■ **Task goal**
All lines from the one with "Target: crowd of people in distance" to the end of the entries below must be written out exactly. Leave out any other line.

★ ★ ★ ★ ★ ★ ★

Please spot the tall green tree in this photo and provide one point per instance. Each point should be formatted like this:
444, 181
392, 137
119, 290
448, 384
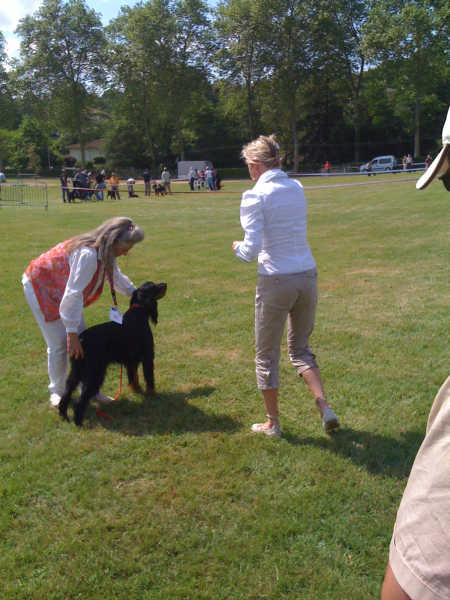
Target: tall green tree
410, 39
340, 36
156, 57
62, 52
291, 55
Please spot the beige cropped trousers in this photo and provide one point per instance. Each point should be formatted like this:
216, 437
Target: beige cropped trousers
279, 298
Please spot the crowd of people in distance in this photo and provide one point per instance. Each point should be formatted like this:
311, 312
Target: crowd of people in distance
407, 161
208, 178
92, 185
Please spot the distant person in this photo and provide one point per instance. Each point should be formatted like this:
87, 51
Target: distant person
2, 179
130, 187
191, 178
419, 566
218, 180
440, 167
165, 178
273, 217
60, 282
147, 182
114, 182
419, 554
64, 186
100, 185
209, 179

★ ★ ★ ★ ★ ★ ★

■ **Completed exercise**
Target: crowd of people in distance
407, 161
208, 178
92, 185
Please spot the distant person in this photo and provide one point per instance. Each point should be formatted like this:
87, 51
Target: distant person
2, 179
130, 187
191, 178
419, 566
218, 180
440, 167
165, 178
273, 217
60, 282
147, 182
114, 182
419, 554
64, 186
100, 185
209, 179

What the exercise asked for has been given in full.